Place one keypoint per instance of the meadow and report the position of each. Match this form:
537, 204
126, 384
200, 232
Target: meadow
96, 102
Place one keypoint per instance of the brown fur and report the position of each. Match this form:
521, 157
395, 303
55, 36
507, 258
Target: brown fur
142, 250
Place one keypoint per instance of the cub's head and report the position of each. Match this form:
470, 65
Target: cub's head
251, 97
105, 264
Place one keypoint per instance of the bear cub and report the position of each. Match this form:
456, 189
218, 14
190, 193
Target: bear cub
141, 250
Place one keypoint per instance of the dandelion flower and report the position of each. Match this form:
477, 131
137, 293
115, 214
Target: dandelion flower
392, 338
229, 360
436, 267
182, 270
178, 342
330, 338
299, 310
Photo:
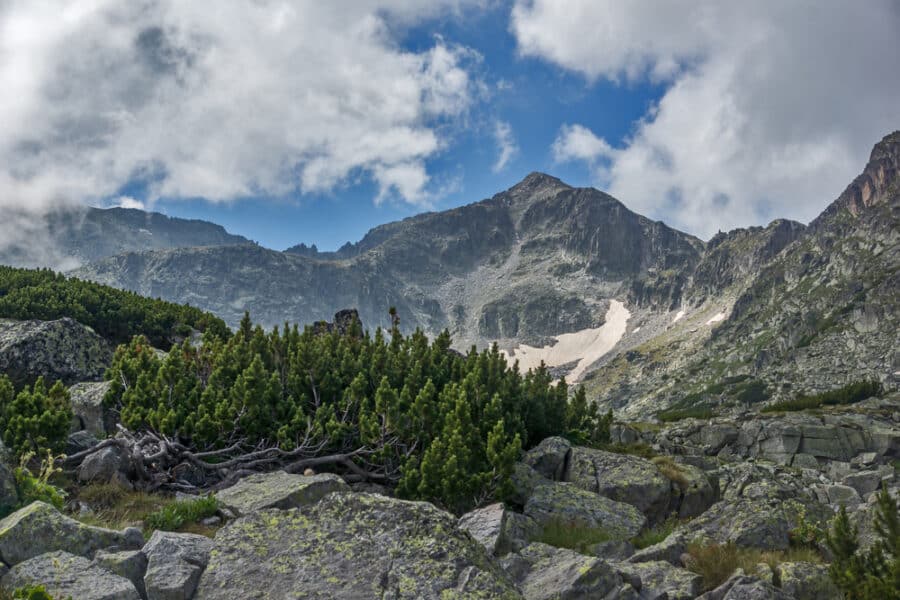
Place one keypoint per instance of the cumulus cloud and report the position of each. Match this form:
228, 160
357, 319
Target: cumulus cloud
245, 98
770, 108
576, 142
506, 145
129, 202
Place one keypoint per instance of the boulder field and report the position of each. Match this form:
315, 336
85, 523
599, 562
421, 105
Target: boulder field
573, 528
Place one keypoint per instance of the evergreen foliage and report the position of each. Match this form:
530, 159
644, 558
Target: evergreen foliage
35, 419
450, 425
849, 394
114, 314
875, 573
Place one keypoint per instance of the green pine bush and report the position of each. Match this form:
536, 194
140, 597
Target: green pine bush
35, 419
875, 573
450, 425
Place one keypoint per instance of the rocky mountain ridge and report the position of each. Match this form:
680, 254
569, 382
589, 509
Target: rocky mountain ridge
648, 316
76, 236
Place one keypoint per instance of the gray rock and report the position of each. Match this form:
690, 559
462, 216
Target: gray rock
111, 464
670, 550
487, 526
660, 579
716, 436
612, 550
566, 504
543, 572
78, 441
39, 528
692, 492
65, 575
743, 587
747, 522
9, 497
807, 581
278, 490
498, 529
351, 545
519, 530
130, 564
549, 457
89, 414
62, 349
524, 480
623, 478
865, 458
805, 461
842, 495
864, 482
175, 562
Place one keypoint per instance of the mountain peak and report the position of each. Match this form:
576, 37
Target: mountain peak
877, 181
536, 180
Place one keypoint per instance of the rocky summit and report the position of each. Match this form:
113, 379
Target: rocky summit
571, 277
661, 417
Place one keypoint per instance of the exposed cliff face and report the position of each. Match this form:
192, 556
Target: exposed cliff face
792, 306
84, 235
802, 309
536, 261
56, 350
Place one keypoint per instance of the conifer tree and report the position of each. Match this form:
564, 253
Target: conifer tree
36, 419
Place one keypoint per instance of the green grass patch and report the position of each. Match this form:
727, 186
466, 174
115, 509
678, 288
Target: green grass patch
715, 563
678, 414
574, 536
848, 394
118, 508
655, 534
670, 469
638, 449
174, 516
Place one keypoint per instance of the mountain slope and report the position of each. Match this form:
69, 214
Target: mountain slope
77, 236
819, 313
647, 315
539, 260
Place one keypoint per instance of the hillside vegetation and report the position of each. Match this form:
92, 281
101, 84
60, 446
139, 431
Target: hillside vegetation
442, 426
114, 314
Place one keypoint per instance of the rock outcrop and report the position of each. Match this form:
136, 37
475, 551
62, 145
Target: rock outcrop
350, 545
66, 575
88, 412
39, 528
56, 350
278, 490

• • •

Print all of the material above again line for line, without any alteration, omitting the pictures.

Exercise solution:
Place one keypoint per instance of the meadow and report the position of each. Match this form:
537, 204
126, 384
200, 232
Target: meadow
96, 102
Place one keypoint per instance of the brown fur and report the position of each. Match this form:
521, 157
395, 303
55, 36
507, 258
Target: brown fur
142, 250
Place one keypoint per instance of the cub's head and report the position of each. Match this form:
470, 65
Target: cub's head
251, 97
105, 264
Place one keypoint per instance of the bear cub and report the position of each. Match this form:
456, 189
218, 14
190, 193
Target: bear cub
141, 250
Place one keypoint per instance of the dandelion flower and report the position of each. Match this form:
477, 131
137, 293
115, 214
Target: dandelion flower
392, 338
229, 360
436, 267
182, 270
178, 342
330, 338
299, 310
Photo:
Place one keypoint per instance of the cumulus cloud and report the position of each. Match this form:
228, 160
357, 319
Target: cumulus cloud
245, 98
770, 108
576, 142
506, 145
129, 202
Place one keypoint per instance of the boulder field and report the position of each. Match this form:
315, 336
85, 523
599, 562
421, 105
Target: boulder field
573, 528
Place one keypoint per instance of the evergreen foliage and report the position of each. Match this form:
530, 159
644, 558
Target: evergreen foliage
35, 419
450, 425
849, 394
114, 314
875, 573
Place one keypoint per instance of the green pine bush and report the position of each. Match this form:
536, 194
140, 597
Target: green pine bush
35, 419
875, 573
450, 425
Place one keypoint per instance of the rocky mountain ridge and report the position of each. Match this form:
680, 254
569, 382
589, 509
Target: rocky mountain ridge
648, 316
76, 236
Place one keypoint per instance of the gray rock and report the position of each. Match this form:
690, 559
462, 216
Target: gray rock
111, 464
670, 550
487, 526
660, 579
716, 436
612, 550
566, 504
543, 572
78, 441
39, 528
692, 492
65, 575
743, 587
747, 522
9, 497
807, 581
278, 490
498, 529
351, 545
519, 530
130, 564
549, 457
89, 414
62, 349
524, 480
623, 478
865, 458
805, 461
842, 495
864, 482
175, 562
Place one keypoint per instance of the mountain peak and report the position of each. Match this form:
576, 37
Target: mountain peak
877, 181
536, 180
Place one keypoint per instance of the rocky summit and report the position of each. Match this form:
113, 379
Target: rocky summit
571, 277
661, 417
Place one keypoint per instance of the exposed cliff face and report the position of each. Match this form:
192, 556
Target: exposed cliff face
792, 306
84, 235
802, 309
536, 261
56, 350
Place one keypoint per instance of the conifer tree and report the position of each. Match this form:
564, 253
Target: conifer tree
36, 419
Place one keypoint per instance of the green grass patch and report the position of each. Match this form:
727, 186
466, 174
115, 509
678, 288
Target: green grass patch
715, 563
678, 414
574, 536
848, 394
118, 508
655, 534
670, 469
638, 449
174, 516
Place one keypoint per instance of the mountain slope and report the position of each. Match this form:
69, 214
Target: mountain slope
77, 236
819, 313
647, 315
539, 260
Place one keypoint per instance of the hillside vegetation and report the position of each. Match this form:
92, 281
101, 84
60, 446
139, 431
Target: hillside vegetation
442, 426
114, 314
Place one keypoint per instance of the rock outcrop and report the position of each. Match this form:
136, 37
475, 551
62, 145
Target: rock outcrop
350, 545
66, 575
88, 412
39, 528
56, 350
278, 490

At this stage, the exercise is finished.